TASK TO COMPLETE:
Report every line of the material that contains the string "corner".

THE DATA:
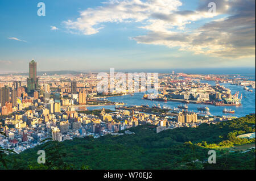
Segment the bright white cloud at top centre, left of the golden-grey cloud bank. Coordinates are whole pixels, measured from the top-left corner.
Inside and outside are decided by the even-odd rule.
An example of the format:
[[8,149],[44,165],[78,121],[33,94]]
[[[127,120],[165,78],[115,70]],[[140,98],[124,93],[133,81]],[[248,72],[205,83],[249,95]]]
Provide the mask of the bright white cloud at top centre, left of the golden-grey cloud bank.
[[182,3],[179,0],[125,0],[104,2],[105,6],[86,9],[76,20],[64,21],[64,25],[84,35],[93,35],[103,28],[102,23],[144,22],[154,13],[170,14]]

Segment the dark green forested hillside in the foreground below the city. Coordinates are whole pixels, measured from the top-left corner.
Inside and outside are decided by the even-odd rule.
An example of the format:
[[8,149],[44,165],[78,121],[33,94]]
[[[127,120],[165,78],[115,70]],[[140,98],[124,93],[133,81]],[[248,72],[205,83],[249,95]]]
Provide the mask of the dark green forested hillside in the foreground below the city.
[[[255,132],[255,115],[158,134],[152,125],[130,131],[135,134],[48,141],[9,155],[7,169],[255,169],[255,138],[237,138]],[[230,151],[241,145],[250,148],[249,144],[254,149]],[[41,149],[46,150],[46,164],[39,165],[37,151]],[[216,150],[215,164],[207,161],[211,149]]]

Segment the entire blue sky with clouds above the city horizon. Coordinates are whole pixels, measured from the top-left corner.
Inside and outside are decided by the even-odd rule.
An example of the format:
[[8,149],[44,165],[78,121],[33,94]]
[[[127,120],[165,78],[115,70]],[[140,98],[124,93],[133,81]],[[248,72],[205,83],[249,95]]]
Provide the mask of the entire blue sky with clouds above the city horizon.
[[0,22],[1,73],[255,68],[255,0],[9,0]]

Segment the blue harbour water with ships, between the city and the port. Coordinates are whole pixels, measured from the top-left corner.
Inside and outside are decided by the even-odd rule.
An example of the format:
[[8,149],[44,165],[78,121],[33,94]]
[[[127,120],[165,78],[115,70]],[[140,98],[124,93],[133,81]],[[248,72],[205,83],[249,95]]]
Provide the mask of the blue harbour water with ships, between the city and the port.
[[[204,83],[208,83],[209,85],[215,85],[214,81],[200,81]],[[237,86],[237,85],[230,85],[229,83],[220,83],[221,86],[224,86],[231,90],[232,95],[236,94],[236,92],[239,91],[239,96],[242,94],[242,106],[212,106],[212,105],[205,105],[205,104],[187,104],[188,111],[193,112],[199,112],[197,108],[199,107],[209,107],[210,113],[214,116],[236,116],[236,117],[242,117],[249,115],[250,113],[255,113],[255,89],[252,89],[253,92],[243,90],[243,86]],[[152,106],[158,106],[158,104],[163,107],[169,107],[169,108],[177,108],[177,106],[184,104],[181,102],[161,102],[161,101],[155,101],[155,100],[145,100],[142,99],[144,95],[144,92],[137,92],[133,96],[131,95],[123,95],[123,96],[113,96],[106,98],[112,102],[123,102],[126,105],[125,106],[140,106],[140,105],[148,105],[150,107]],[[87,107],[88,110],[99,110],[102,108],[109,109],[109,110],[115,110],[115,106],[95,106],[95,107]],[[224,108],[227,109],[233,109],[235,110],[235,113],[224,113]]]

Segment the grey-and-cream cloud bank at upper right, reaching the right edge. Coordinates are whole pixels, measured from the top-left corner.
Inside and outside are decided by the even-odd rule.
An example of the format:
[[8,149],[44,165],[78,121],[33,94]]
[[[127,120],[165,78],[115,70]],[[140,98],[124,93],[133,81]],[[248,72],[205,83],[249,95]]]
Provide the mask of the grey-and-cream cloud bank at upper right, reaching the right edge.
[[165,23],[170,19],[162,16],[162,28],[158,27],[159,20],[156,20],[158,24],[142,27],[150,32],[133,39],[137,43],[179,47],[180,50],[213,57],[255,57],[255,1],[232,1],[228,7],[229,9],[222,9],[223,12],[228,12],[228,16],[212,20],[192,31],[170,30]]

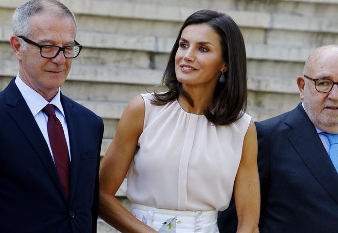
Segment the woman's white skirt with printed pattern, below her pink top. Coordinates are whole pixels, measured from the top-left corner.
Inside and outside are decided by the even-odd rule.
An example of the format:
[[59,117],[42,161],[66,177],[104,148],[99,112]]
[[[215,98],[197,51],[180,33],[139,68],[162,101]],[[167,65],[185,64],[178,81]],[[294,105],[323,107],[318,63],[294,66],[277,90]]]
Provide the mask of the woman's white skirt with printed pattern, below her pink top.
[[219,233],[216,211],[172,211],[133,203],[130,212],[159,233]]

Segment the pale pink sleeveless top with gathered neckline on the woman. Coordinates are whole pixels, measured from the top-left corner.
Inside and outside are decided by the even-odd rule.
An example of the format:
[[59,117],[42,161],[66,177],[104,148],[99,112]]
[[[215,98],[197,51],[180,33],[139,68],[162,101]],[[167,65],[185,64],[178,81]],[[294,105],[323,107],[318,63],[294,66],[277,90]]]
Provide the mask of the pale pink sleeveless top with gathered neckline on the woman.
[[141,205],[179,210],[225,210],[251,117],[215,126],[204,115],[163,106],[142,94],[145,122],[127,175],[127,197]]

FINISHED EXERCISE:
Segment the bright white cloud at top centre, left of the golden-grey cloud bank. Coordinates are whole pixels, measured from the top-left corner.
Segment the dark green forested hillside in the foreground below the city. Coordinates are whole pixels, measured from the top-left corner.
Segment the entire blue sky with clouds above the city horizon. Coordinates are whole pixels, measured from the top-left corner.
Segment the blue harbour water with ships, between the city and the port. Coordinates are whole pixels, measured from the top-left corner.
Segment the grey-and-cream cloud bank at upper right, reaching the right edge. Coordinates are whole pixels, measured from the top-left corner.
Segment the woman's white skirt with printed pattern, below her pink top. Coordinates are whole pixels, measured from the top-left corner.
Segment the pale pink sleeveless top with gathered neckline on the woman. Coordinates are whole pixels, measured from the top-left corner.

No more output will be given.